● EXERCISE TASKS
1) In the article below on dirty surgical instruments, what device did investigators find had carried the bacteria that infected Harrison's shoulder?
2) Pick up the article on dirty surgical instruments after its last sentence and keep writing it.

● TEXT PASSAGE
'''
Tuesday, June 12, 2012

Dirty surgical instruments a problem in the OR

When John Harrison checked into a Texas hospital in 2009 for rotator cuff surgery, he thought that after a six-week recovery period, he’d be as good as new. But two weeks after the operation, the 63 year-old was experiencing severe discomfort and swelling in his shoulder and knew something was terribly wrong.
During an emergency visit to the hospital, doctors told him that he had been infected during surgery with a deadly bacteria called P. aeruginosa. And Harrison wasn’t the only one -- six other patients who had undergone surgery at the same hospital had contracted potentially lethal infections as well.
 
The hospital, along with the Centers for Disease Control and Prevention, launched an investigation and closed operating rooms for two weeks. Surgery was cancelled while they searched for clues and they found some, in something called an arthroscopic shaver. Somehow potentially deadly bacteria had survived the sterilization process and infected Harrison’s shoulder.
And the problem isn’t isolated. Other investigations in hospitals across the country have revealed the use of other dirty surgical instruments, such as endoscopes used for colonoscopies, have led to infection outbreaks.

Investigative reporter Joe Eaton of the Center for Public Integrity, a Washington, D.C., nonprofit that focuses on ethics and public service, tackled the issue head on. As a result of the CPI investigation, NBC News Chief Medical Editor Dr. Nancy Snyderman took a closer look at the wide range of instruments used during surgical procedures and the care with which they are handled. Who is in charge of cleaning the instruments? How are they sterilized? And how is the process regulated?
Q&A with Joe Eaton: Dirty surgical tools are gross, dangerous and more common
What NBC found suggests that the handling of the increasingly high-tech instruments can be a weak link in hospitals’ patient safety net.
'''
● DATASET RECORDS
'''
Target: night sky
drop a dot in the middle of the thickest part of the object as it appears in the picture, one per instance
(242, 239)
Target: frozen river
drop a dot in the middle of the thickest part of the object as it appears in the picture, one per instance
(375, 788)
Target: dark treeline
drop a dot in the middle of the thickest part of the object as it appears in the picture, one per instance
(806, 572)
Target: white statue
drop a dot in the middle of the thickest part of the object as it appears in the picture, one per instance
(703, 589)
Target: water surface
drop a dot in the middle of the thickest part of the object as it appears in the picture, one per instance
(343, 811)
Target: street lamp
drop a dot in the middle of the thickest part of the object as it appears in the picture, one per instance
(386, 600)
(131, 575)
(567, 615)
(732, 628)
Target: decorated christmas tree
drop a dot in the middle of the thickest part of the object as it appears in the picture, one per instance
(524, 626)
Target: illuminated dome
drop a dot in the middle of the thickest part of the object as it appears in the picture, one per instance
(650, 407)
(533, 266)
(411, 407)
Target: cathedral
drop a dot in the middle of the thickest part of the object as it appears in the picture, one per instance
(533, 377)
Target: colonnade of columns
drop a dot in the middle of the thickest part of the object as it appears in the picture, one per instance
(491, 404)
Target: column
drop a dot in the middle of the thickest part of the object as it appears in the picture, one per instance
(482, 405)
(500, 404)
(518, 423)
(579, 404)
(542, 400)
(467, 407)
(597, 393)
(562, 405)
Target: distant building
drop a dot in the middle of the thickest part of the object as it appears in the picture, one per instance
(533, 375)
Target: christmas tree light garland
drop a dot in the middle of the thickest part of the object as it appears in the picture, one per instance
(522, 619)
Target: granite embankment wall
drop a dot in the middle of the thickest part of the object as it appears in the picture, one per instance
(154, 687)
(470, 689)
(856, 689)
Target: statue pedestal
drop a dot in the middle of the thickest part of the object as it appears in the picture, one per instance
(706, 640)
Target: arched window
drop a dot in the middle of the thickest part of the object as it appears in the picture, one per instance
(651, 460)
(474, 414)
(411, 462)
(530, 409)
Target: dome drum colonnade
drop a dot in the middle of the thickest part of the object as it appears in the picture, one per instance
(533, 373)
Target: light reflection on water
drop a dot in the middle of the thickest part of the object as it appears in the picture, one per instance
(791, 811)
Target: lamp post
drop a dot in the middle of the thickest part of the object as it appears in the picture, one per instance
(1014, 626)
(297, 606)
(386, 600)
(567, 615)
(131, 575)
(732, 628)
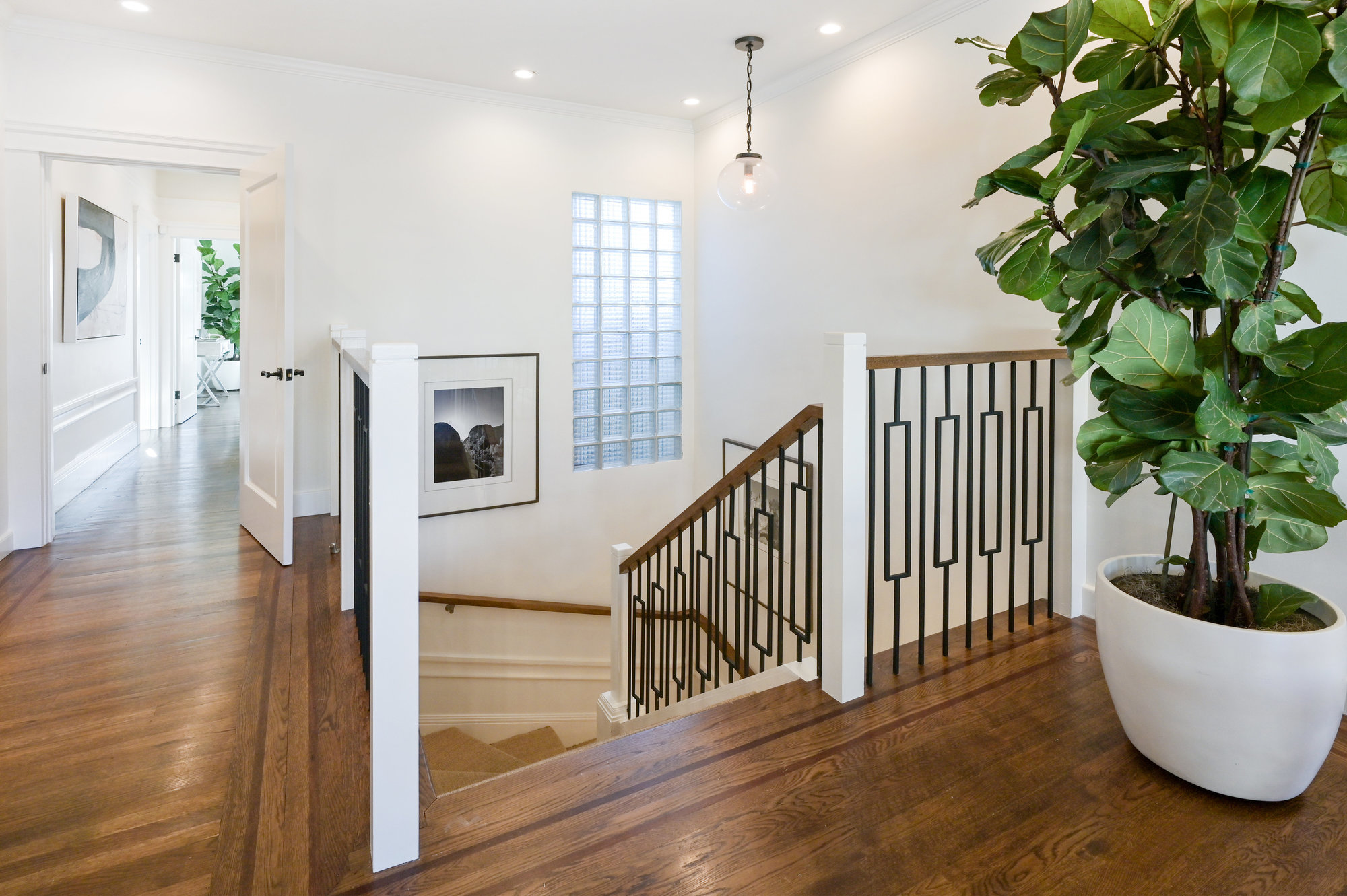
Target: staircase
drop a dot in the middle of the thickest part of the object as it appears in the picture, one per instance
(457, 761)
'''
● ANSWER LIST
1) An arthroscopic shaver.

2)
Trust in the System
Every time surgeons enter the operating room, they and a team of skilled technicians, follow a very specific protocol. They check everything from electrical outlets to oxygen tanks, and double check the basics too, like confirming patient identity. Still, mistakes are made and infections occur -- sometimes because of factors out of the surgeon’s control.
The team in the operating room consists of trained specialists who undergo years of schooling for their respective professions. They have degrees. They are licensed. But the technicians responsible for sterilizing the tools used in procedures are actually not technicians at all.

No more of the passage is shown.